**Request:** Copy out every line of the entries below word for word, with no changes.

▼▼▼

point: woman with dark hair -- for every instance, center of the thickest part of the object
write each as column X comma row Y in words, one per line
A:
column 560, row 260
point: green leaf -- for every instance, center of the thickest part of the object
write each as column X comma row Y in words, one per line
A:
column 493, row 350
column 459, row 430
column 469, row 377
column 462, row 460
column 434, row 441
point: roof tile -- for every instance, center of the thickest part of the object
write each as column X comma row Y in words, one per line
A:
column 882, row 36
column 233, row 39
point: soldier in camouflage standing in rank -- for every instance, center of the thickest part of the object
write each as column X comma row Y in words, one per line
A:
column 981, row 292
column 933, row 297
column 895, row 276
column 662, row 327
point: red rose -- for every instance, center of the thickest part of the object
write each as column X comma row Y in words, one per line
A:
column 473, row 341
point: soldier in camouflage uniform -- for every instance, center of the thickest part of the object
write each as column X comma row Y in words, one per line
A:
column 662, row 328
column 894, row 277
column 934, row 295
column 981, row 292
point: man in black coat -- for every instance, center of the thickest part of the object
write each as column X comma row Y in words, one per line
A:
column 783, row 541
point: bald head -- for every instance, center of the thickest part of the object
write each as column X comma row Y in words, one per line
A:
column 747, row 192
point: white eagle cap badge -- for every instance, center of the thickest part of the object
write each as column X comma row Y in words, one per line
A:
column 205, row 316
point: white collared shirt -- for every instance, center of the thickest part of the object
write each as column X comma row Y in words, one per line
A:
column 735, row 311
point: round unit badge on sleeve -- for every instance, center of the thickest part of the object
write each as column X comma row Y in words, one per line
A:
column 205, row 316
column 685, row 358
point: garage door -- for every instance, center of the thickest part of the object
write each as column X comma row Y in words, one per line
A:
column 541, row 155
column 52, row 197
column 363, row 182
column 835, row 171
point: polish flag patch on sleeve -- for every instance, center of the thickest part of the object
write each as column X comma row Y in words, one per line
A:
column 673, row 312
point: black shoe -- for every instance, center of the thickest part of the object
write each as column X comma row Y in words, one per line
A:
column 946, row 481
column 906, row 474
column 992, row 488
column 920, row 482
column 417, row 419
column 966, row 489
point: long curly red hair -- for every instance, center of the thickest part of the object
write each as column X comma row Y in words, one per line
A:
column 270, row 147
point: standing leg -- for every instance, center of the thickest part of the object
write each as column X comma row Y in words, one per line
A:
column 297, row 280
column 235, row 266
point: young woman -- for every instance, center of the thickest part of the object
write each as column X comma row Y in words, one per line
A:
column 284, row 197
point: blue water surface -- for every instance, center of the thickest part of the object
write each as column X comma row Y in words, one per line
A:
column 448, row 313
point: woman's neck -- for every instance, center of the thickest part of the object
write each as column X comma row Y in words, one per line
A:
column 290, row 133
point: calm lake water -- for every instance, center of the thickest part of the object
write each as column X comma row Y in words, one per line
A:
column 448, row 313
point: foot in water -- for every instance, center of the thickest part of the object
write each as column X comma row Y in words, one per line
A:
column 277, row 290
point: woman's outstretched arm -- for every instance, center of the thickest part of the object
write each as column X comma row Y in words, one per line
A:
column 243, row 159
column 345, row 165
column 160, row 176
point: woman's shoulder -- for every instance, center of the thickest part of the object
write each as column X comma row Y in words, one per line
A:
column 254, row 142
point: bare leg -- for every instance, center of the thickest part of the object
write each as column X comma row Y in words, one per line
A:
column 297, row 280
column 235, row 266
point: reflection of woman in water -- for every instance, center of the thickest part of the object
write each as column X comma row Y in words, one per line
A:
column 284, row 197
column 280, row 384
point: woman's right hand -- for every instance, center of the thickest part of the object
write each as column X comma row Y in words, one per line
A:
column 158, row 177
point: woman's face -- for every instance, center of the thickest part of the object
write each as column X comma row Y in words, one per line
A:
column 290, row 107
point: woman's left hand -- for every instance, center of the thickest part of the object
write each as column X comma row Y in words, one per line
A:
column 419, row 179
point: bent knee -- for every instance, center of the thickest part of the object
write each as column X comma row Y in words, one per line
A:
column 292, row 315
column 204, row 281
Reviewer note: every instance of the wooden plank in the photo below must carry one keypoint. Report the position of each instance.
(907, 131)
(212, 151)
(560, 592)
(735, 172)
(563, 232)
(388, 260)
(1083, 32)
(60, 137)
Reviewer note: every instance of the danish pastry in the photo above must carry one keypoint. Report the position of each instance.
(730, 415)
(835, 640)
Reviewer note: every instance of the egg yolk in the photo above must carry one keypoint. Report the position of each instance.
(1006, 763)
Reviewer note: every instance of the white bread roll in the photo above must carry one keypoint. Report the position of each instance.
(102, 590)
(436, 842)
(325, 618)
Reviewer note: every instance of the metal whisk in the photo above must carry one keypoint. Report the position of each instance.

▲▲▲

**Answer to the problem:**
point: woman with dark hair -- for every instance, center of the thickest part of the object
write each as column X comma row Y in words, one per line
A:
column 560, row 260
point: green leaf -- for every instance, center of the thickest part of the object
write each as column X comma row Y in words, one per line
A:
column 493, row 350
column 459, row 430
column 469, row 377
column 462, row 460
column 434, row 441
point: roof tile -- for every instance, center of the thickest part of the object
write each as column X comma row Y in words, one per line
A:
column 882, row 36
column 233, row 39
point: soldier in camouflage standing in rank -- for every instance, center of the thickest part of the object
write each as column X comma row Y in words, one per line
A:
column 981, row 292
column 933, row 297
column 895, row 276
column 662, row 327
point: red rose -- for every instance, center of the thickest part of the object
write each as column X comma row Y in words, one per line
A:
column 473, row 341
point: soldier in camouflage uniform -- for every instance, center of the thickest part of the object
write each as column X comma row Y in words, one per line
A:
column 662, row 328
column 894, row 277
column 934, row 295
column 981, row 292
point: man in black coat -- for every instance, center of the thickest part of the object
write each as column X comma row Y in words, one per line
A:
column 783, row 541
point: bald head -- for every instance, center of the thickest part of the object
write each as column X comma row Y in words, one per line
A:
column 747, row 192
point: white eagle cap badge -- for every instance, center of the thickest part of the object
write each as column X comma row Y in words, one per line
A:
column 205, row 316
point: white collared shirt -- for every instance, center of the thickest part of the object
write each as column X comma row Y in words, one per line
A:
column 735, row 311
point: round unit badge on sleeve -- for every instance, center of the thickest part of the object
write each as column X comma row Y in words, one per line
A:
column 205, row 316
column 685, row 358
point: garage door -- for every instance, center of the thickest part of the object
write each as column X comma row Y in words, one per line
A:
column 541, row 155
column 52, row 197
column 363, row 182
column 835, row 171
point: polish flag patch on sleeve -- for every instance, center of the thickest part of the object
write each as column X comma row Y in words, one per line
A:
column 673, row 312
point: black shoe -- for every instance, center of the thickest part of the object
write each as column X comma row Y in words, one per line
A:
column 946, row 481
column 906, row 474
column 992, row 488
column 920, row 482
column 417, row 419
column 966, row 489
point: long curly red hair -- for every instance, center of the thickest part of the object
write each as column X comma row Y in words, one per line
A:
column 270, row 147
point: standing leg -- for every instance, center of the thickest part of the object
write each as column X comma row Y in words, one per line
A:
column 297, row 280
column 235, row 266
point: young woman -- for every instance, center of the thickest part of the object
write each as column X comma row Y in words, one per line
A:
column 284, row 197
point: blue water surface -- for every instance, center of the thickest part of the object
write each as column X comma row Y in words, one per line
A:
column 448, row 313
point: woman's neck -- for every instance, center of the thickest part of the object
write each as column X comma row Y in words, one per line
A:
column 290, row 133
point: calm lake water -- for every instance, center of the thickest part of the object
write each as column X comma row Y in words, one per line
A:
column 448, row 313
point: foot in water -- for every instance, center of the thickest part of the object
write each as column X comma row Y in words, one per line
A:
column 277, row 290
point: woman's outstretched arm -- for every instance, center of the thickest part of the object
write each as column X comma row Y in words, one per line
A:
column 243, row 159
column 345, row 165
column 160, row 176
point: woman's shoulder -- for every instance, center of the thickest part of the object
write each as column X comma row Y in words, one per line
A:
column 254, row 142
point: bare leg -- for every instance, center of the thickest part of the object
write each as column X comma row Y in words, one per line
A:
column 297, row 280
column 235, row 266
point: reflection of woman in water -- for every instance, center of the thickest part of the object
write each as column X comma row Y in words, one per line
A:
column 284, row 197
column 280, row 384
point: woman's right hand -- for every instance, center of the thickest part of the object
write each as column X comma row Y in words, one per line
A:
column 158, row 177
point: woman's face -- for every instance, center of the thickest part of the object
write each as column X comma row Y in words, one per line
A:
column 290, row 107
point: woman's left hand -- for every instance, center of the thickest part of the object
write each as column X comma row Y in words, one per line
A:
column 419, row 179
point: bent knee -- for every instance, center of the thickest part of the object
write each as column X comma row Y in words, one per line
A:
column 292, row 315
column 204, row 281
Reviewer note: every instance of the wooden plank in the photo below must carry one keypoint. Report the position of each instance.
(907, 131)
(212, 151)
(560, 592)
(735, 172)
(563, 232)
(388, 260)
(1083, 32)
(60, 137)
Reviewer note: every instance of the danish pastry in the photo above must carry one keypoint. Report the position of each instance.
(730, 415)
(835, 640)
Reviewer note: every instance of the egg yolk in the photo above must carry one keypoint. Report the position of each instance.
(1006, 763)
Reviewer note: every instance of the white bread roll in the photo above must carry one keypoint. Report the position of each instance.
(102, 590)
(436, 842)
(325, 618)
Reviewer note: every instance of the metal whisk in the photo above must carry one keypoint. Report the position of each instance.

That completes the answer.